- _QUOTED TEXT_
● ● ● ● ●

Dual-Mode Operation (CLI and MCP Server)¶

Status¶

Accepted

Context¶

cov-loupe needed to serve two distinct use cases:

1. Human users wanting a command-line tool to inspect coverage reports in their terminal
2. AI agents and MCP clients needing programmatic access to coverage data via the Model Context Protocol (MCP) over JSON-RPC

We considered three approaches:

1. Separate binaries/gems: Create simplecov-cli and cov-loupe as separate projects
2. Single binary with explicit mode flags: Require users to pass --mode mcp to run as MCP server
3. Automatic mode detection: Single binary that automatically detects the operating mode based on input (TTY status, stdin)

Key Constraints¶

• MCP servers communicate via JSON-RPC over stdin/stdout, so any human-readable output would corrupt the protocol
• CLI users expect immediate, readable output without ceremony
• The gem should be simple to install and use for both audiences
• Mode selection must be reliable and unambiguous

Decision (v4.0.0+)¶

We implemented explicit mode selection via the -m/--mode flag. The default mode is cli, and MCP users must pass -m mcp or --mode mcp to run the server.

Mode Selection Logic¶

The mode is determined by parsing the -m/--mode flag from argv (including environment variables via COV_LOUPE_OPTS):

• Default: CLI mode (when -m/--mode is not specified)
• MCP mode: Must explicitly pass -m mcp or --mode mcp

The implementation parses the configuration from the command-line arguments and routes to either CoverageCLI or MCPServer based on the mode setting.

Why This Works¶

• MCP clients are configured once with -m mcp or --mode mcp in their server config → always routes to MCP server
• CLI users don't need to specify anything → defaults to CLI mode
• No ambiguity: Mode is explicit and deterministic based on the -m/--mode flag

Historical Note¶

Prior to v4.0.0, cov-loupe used automatic mode detection based on TTY status and presence of subcommands. This was removed because: - Automatic detection caused issues with piped input (cov-loupe --format json > output.json would hang in MCP mode) - CI environments and non-TTY contexts were unpredictable - CLI-only flags without subcommands (--format, --sort-order) couldn't be reliably detected - Explicit mode selection is more predictable and follows standard practice for language servers

Consequences¶

Positive¶

1. User convenience: Single gem to install (gem install cov-loupe), single executable (cov-loupe)
2. Predictable behavior: Mode is explicit and deterministic - no surprises based on environment
3. Simpler implementation: No complex mode detection logic to maintain
4. Clear separation: CLI and MCP server implementations remain completely separate after routing
5. Follows conventions: Matches standard practice for language servers (e.g., typescript-language-server --stdio)

● ● ● ● ●

- _GIVEN DATA_
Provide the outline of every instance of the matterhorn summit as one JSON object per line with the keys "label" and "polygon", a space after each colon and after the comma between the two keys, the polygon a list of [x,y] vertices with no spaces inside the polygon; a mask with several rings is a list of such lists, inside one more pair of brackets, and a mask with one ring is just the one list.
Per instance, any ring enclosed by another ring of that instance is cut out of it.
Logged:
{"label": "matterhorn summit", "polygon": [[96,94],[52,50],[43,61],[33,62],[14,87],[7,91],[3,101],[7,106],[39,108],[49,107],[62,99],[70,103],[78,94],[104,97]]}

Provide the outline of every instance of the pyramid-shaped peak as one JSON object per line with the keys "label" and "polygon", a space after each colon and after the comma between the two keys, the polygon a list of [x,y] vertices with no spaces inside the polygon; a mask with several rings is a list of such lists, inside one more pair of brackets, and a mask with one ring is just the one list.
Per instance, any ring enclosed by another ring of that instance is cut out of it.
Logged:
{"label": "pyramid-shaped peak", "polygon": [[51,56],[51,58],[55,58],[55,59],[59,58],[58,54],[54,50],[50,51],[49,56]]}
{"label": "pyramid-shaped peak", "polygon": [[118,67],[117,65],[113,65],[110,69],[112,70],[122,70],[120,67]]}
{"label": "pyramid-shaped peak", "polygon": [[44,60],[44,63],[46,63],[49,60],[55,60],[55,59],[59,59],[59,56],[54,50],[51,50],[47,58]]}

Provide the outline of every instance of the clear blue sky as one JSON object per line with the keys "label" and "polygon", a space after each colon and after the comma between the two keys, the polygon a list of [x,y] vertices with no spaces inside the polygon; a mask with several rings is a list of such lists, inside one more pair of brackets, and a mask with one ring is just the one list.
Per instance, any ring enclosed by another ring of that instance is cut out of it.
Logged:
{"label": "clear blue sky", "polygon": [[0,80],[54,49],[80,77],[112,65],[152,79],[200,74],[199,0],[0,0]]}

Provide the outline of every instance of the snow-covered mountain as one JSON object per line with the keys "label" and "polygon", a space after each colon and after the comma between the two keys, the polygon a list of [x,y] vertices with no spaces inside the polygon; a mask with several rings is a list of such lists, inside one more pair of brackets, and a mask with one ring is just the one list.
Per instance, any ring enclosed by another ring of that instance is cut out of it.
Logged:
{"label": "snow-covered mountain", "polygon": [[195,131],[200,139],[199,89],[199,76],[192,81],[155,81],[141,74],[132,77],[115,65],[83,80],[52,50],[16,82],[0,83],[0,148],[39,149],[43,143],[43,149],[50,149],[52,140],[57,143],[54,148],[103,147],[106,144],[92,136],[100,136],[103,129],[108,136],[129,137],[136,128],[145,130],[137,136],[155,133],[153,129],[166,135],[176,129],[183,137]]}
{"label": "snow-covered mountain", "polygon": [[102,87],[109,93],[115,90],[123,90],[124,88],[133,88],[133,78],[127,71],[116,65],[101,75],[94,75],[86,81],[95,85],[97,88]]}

● ● ● ● ●

- _SET TASK 1_
Using the cov-loupe text, state whether each statement agrees with it: (a) the default mode is MCP; (b) before v4.0.0, the mode was detected automatically from TTY status; (c) the mode flag can be supplied through the COV_LOUPE_OPTS environment variable. Answer yes or no for each, quoting the deciding words of the text.
- _SET TASK 2_
Output the records from the line containing "Provide the outline of every instance of the snow-covered" through the end of the records, both lines included, as a two-column CSV with the columns request and answer. Write one row per request, put each value in a single quoted field, and turn its line breaks into spaces.
The text and the records are unrelated to each other.

- _CORRECT ANSWER 1_
(a) No: "The default mode is cli"
(b) Yes: "Prior to v4.0.0, cov-loupe used automatic mode detection based on TTY status and presence of subcommands."
(c) Yes: "including environment variables via COV_LOUPE_OPTS"

- _CORRECT ANSWER 2_
request,answer
"Provide the outline of every instance of the snow-covered mountain as one JSON object per line with the keys ""label"" and ""polygon"", a space after each colon and after the comma between the two keys, the polygon a list of [x,y] vertices with no spaces inside the polygon; a mask with several rings is a list of such lists, inside one more pair of brackets, and a mask with one ring is just the one list. Per instance, any ring enclosed by another ring of that instance is cut out of it. Logged:","{""label"": ""snow-covered mountain"", ""polygon"": [[195,131],[200,139],[199,89],[199,76],[192,81],[155,81],[141,74],[132,77],[115,65],[83,80],[52,50],[16,82],[0,83],[0,148],[39,149],[43,143],[43,149],[50,149],[52,140],[57,143],[54,148],[103,147],[106,144],[92,136],[100,136],[103,129],[108,136],[129,137],[136,128],[145,130],[137,136],[155,133],[153,129],[166,135],[176,129],[183,137]]} {""label"": ""snow-covered mountain"", ""polygon"": [[102,87],[109,93],[115,90],[123,90],[124,88],[133,88],[133,78],[127,71],[116,65],[101,75],[94,75],[86,81],[95,85],[97,88]]}"